[WRITTEN REQUEST 1]
Copy the author interview again, beginning at the words "I’m so excited" and stopping after "you currently reading?", and change "limited edition" to "special edition" in that passage.
[WRITTEN REQUEST 2]
Write a continuation of the author interview, starting after its final sentence.

[PAGE EXCERPT]
______
And this one by multiple Bram Stoker Award®-nominee Anna Taborska:

“Multi-award-winning author Lee Murray skilfully combines history, horror and Māori mythology to create a gripping tale that will slither its way into your imagination, there to make its dark, abiding lair.”—Anna Taborska, author of Bloody Britain and For Those Who Dream Monsters

I’m so excited for the release of this one. For this text, as well as the usual print run, Absinthe will be doing a limited edition signed hardback of just 100 copies, so I hope readers will look to pick up a copy of that collectible edition.

What are you currently reading?

I’m currently reading Root Rot and Other Grim Tales, a horror collection by Sarah Read, an upcoming title from publisher Doug Murano at Bad Hand Books, who kindly offered me a sneak peek. Horror lovers are going to want to put this one on their to-read list. A Bram Stoker Award-winning novelist, Read also excels at the short form, her work mining universal themes and familiar tropes in unique and chilling ways. Take “The Hope Chest”, for example, in which an abused child finds solace in imaginary play. It’s a frank and freakish look at generational trauma with an even darker twist, and the first of 18 emotionally eviscerating tales in the volume. “Skydivers” is another. At once gritty and also whimsical, this visionary short story resonated for me with its stunning worldbuilding and its message of hope, which is, of course, the point of all horror. I’m confident we will see this book on upcoming award lists.

Tell us about your writing spot.

My husband and I both work from home, sharing an office overlooking a cow paddock in the sunny Bay of Plenty—which is just over the hill from Hobbiton. Our desks face one another in the style of Victoria & Albert, only, as a software engineer, his screen is huge. It is truly enormous—115cm x 37cm—and I suspect his intent is to block me out! He complains that I talk to my characters while I’m writing too, and given I write horror, it can be disconcerting. We also share the office with our dog Bella, a Jack-Tsu, who has her own bed, but prefers the office sofa, the armchair, any spot in the sun, and also the gap between my back and my office chair.

What’s on your writing bucket list?

I’ve been lucky enough to have been welcomed to the horror table, and because of the horror community’s generosity already so many of my bucket-list dreams have come true: publication, commissions, translations, invites to panels and festivals, and award recognition. I’ve had the chance to meet some writing heroes, mentor horror’s new wave of creatives, and as an editor, I’m frequently entrusted with other people’s work, which is a special privilege. I’m surrounded by wonderful readers and writers, with some folks even naming me as their favourite writer—I can’t tell you how much that means to me. These things sustain me through a barrage of rejections and other industry disappointments because writing, and being a writer, is hard. Of course I’d love a lucrative writing grant, or a fat advance, a chance at a big publisher, interest from a major literary agent, the opportunity to see my books adapted to the screen, perhaps even a Fox Spirit on a Distant Cloud ballet one day. But mostly, I want to keep writing, and maybe one day achieve that once-in-lifetime narrative that touches readers everywhere and truly makes a difference.
______
[MATERIAL]
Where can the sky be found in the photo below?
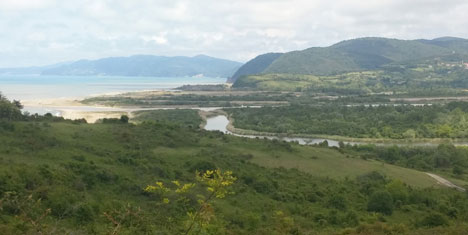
______
[EXPECTED OUTPUT 1]
I’m so excited for the release of this one. For this text, as well as the usual print run, Absinthe will be doing a special edition signed hardback of just 100 copies, so I hope readers will look to pick up a copy of that collectible edition.

What are you currently reading?

[EXPECTED OUTPUT 2]
Who do you think are up and coming writers to watch?

I’d love to give a shout-out to my Kiwi speculative and horror colleagues, who do not get nearly enough attention, and I’m proud to announce that Remains to be Told: Dark Tales of Aotearoa (1 October 2023 from Clan Destine Australia) brings together stories and poems from some of my favourite dark fiction from my compatriots, including Dan Rabarts, Kirsten McKenzie, Celine Murray, Kathryn Burnett, Helena Claudia, Marty Young, Gina Cole, William Cook, Del Gibson, Paul Mannering, Tim Jones, Denver Grenell, Bryce Stevens, Debbie Cowens, Lee Murray, Jacqui Greaves, Tracie McBride, and Nikky Lee. Featuring uncanny disturbances, death, and the dank breath of the native bush, Remains to be Told: Dark Tales of Aotearoa is mired in the shifting landscape of the long white cloud, and deeply imbued with the myth, culture, and character of Aotearoa-New Zealand, and comprising intrigue, suspense, horror, and even a touch of humour.

Remains to be Told: Dark Tales of Aotearoa includes a foreword by six-time Bram Stoker Awards®-winner and former HWA President Lisa Morton, a Neil Gaiman poem (Gaiman currently lives in in New Zealand) and iconic short story “Coming Home in the Dark” by Owen Marshall, now the subject of a much-acclaimed James Ashcroft feature film. I hope readers will check it out, gain some insight into our unique Kiwi approach to horror, and perhaps discover a new author.

What do you have coming down the pipeline?

Other than Despatches and Remains to be Told: Dark Tales of Aotearoa, there is Under Her Eye (co-edited with Lindy Ryan) a women-in-horror poetry anthology in support of the Pixel Project to raise awareness about increasing violence towards women and girls through literature, and discourse. From Black Spot Books, the anthology will be released in November 2023 under a stunning Lynne Hansen cover. Coming next year are two fox spirit narratives: feature film, GRAFTED, directed by Bafta-nominated director Sasha Ranbow, which I had a hand in co-writing, and Fox Spirit on a Distant Cloud, a narrative prose-poetry collection which recently won the NZSA Laura Solomon Cuba Press Prize, will be published in March. Plus, I’m expecting My Gypsy Life Productions’ Madness & Writers team to pop in and visit me down under, where I’ll be a guest on their documentary series investigating the secret lives of horror writers.

Quick-fire answers:

Oxford comma? Yes.

Pantser or plotter? Mostly pants, with a bit of plot.

Paper or digital? Story—any way it comes.

Advice to younger writers. Don’t wait until you’re as old as me.

Advice to older writers. It’s never too late.

On writing communities. Come over to the dark side!

What’s your ambrosia? A book, a beach, and a long Kiwi summer.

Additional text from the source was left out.